++++ Verilen Metin ++++

DSP lideri Ecevit’e göre hedef laik Cumhuriyet’ti. Bu arada gazeteler Refah Partili yöneticilerin de 19 Mayıs törenlerini izlemeye geldiğini vurguluyordu. Örtülü ödenek dolayısıyla iyice köşeye sıkışan Çiller, çareyi Erbakan’la dirsek temasında buluyordu.

GENELKURMAY’DAN İRTİCA UYARISI

Yıllar yılı propaganda kokacak yayınlar başlıyordu. Gündemde yine Taksim’e cami projesi vardı. Bu haberler ve yaşananlar gizli yapılanma ve ordu içinde şekillenen cuntalar için bulunmaz fırsattı. Köşe yazarları, daha ilk günlerden itibaren darbeyi köşelerinde dillendirmeye başlamışlardı.

Temmuz ayının tam ortasında “İşte olay anlaşma” manşetini okuduk. İmzalandığı günden beri Arap dünyasının tepkisini çeken Türkiye-İsrail askerî eğitim anlaşmasından bahsediliyordu. Haberin detayında: “Refah Partisi Genel Başkanı Erbakan’ın “iktidara gelince yırtıp atacağız” dediği ve Türkiye adına Genelkurmay 2. Başkanı Orgeneral Çevik Bir, İsrail adına ise Savunma Bakanlığı Genel Direktörü Ivry David imzaladı” deniliyordu. Ülkenin hızla ilerlediği yön artık belli olmuştu.

++++ Kayıtlı Veriler ++++

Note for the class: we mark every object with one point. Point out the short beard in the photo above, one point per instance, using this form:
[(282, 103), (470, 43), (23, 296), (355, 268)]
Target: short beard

++++

Verilen Görev 1
Aşağıdaki ifadelerin verilen metinle uyuşup uyuşmadığını belirtin. Her biri için evet ya da hayır deyin ve kararınızı dayandırdığınız sözleri metinden aynen aktarın.
(a) Ecevit'e göre hedef laik Cumhuriyet'ti.
(b) Türkiye-İsrail askerî eğitim anlaşmasını Türkiye adına Genelkurmay Başkanı imzalamıştı.
(c) Gündemde Taksim'e cami projesi vardı.
Verilen Görev 2
Verilen metne göre aşağıdaki soruları yanıtlayın.
(a) Çiller çareyi kiminle dirsek temasında buluyordu?
(b) Temmuz ayının ortasında okunan manşet neydi?
(c) Anlaşmayı İsrail adına kim imzalamıştı?
Verilen Görev 3
Türkiye'deki siyasi gelişmeleri anlatan verilen metnin devamını, son cümleden sonrasını sürdürerek yazın.

Yazılı Yanıt 1
(a) Evet: "DSP lideri Ecevit’e göre hedef laik Cumhuriyet’ti."
(b) Hayır: "Türkiye adına Genelkurmay 2. Başkanı Orgeneral Çevik Bir"
(c) Evet: "Gündemde yine Taksim’e cami projesi vardı."

Yazılı Yanıt 2
(a) Erbakan'la.
(b) "İşte olay anlaşma"
(c) Savunma Bakanlığı Genel Direktörü Ivry David.

Yazılı Yanıt 3
Bu arada ülke bir infazla daha irkiliyordu. Kumarhaneler kralı Ömer Lütfi Topal, otomatik silâhların kullanıldığı bir saldırıda öldü.

BASIN DARBE HAVASINA GİRİYORDU

Artık siyasî gündem ateşten günler yaşıyordu. Ağustos ayının ortalarında Başbakan Erbakan İran’a gidiyordu. 70 yıllık imajımız güme gidiyor manşetiyle verilen haberde “Erbakan, kısa başbakanlık döneminde Türkiye’nin 70 yıllık Cumhuriyet tarihi boyunca geliştirdiği çağdaş - Batılı imajını sarsmaya başladı” deniliyordu.

İstanbul’da Hava Harp Okulu’nun açılış töreninde ilk ders laikliğe ayrılmıştı. Bu törende yapılan açıklama çok önemliydi: “Diplomasi yoluyla soruna çözüm getirilmezse ondan sonra değişik kademeler var onlar uygulanır yani ama şimdi bakın tekrar söylüyorum, devlet milletle harp etmek istemez, harp iyi bir şey değildir. Dolayısıyla kriz yönetimi ile sorunları çözmek en iyi hal tarzı olarak düşünüyorum, ama kriz yönetimi ile çözülmezse müteakip safhalar uygulanır.”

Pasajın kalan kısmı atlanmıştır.